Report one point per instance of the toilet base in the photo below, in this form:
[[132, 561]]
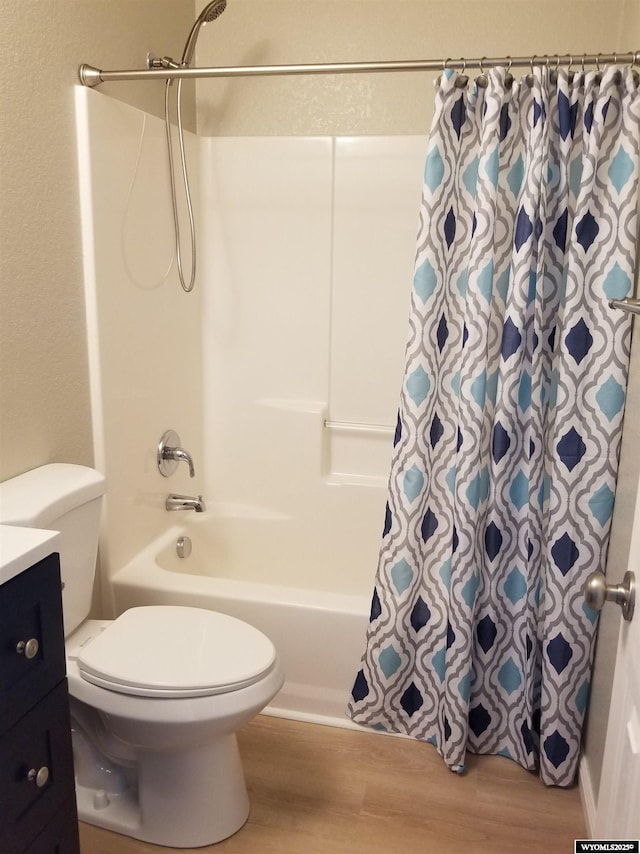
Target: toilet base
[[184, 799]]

---

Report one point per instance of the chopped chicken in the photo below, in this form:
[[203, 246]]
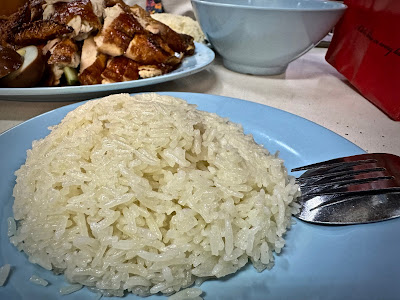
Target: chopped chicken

(What is expected) Arrange the lines starting with the one containing "Report one point per instance of the chopped" and going on through the one containing "Target: chopped chicken" as a Markdown table with the columns Row and Text, skipping blank lines. Leave the pictures out of the table.

(Result of this exercise)
| Row | Text |
|---|---|
| 1 | Report one point per instance of the chopped chicken in the photo below, in this form: |
| 2 | [[203, 246]] |
| 3 | Target: chopped chicken |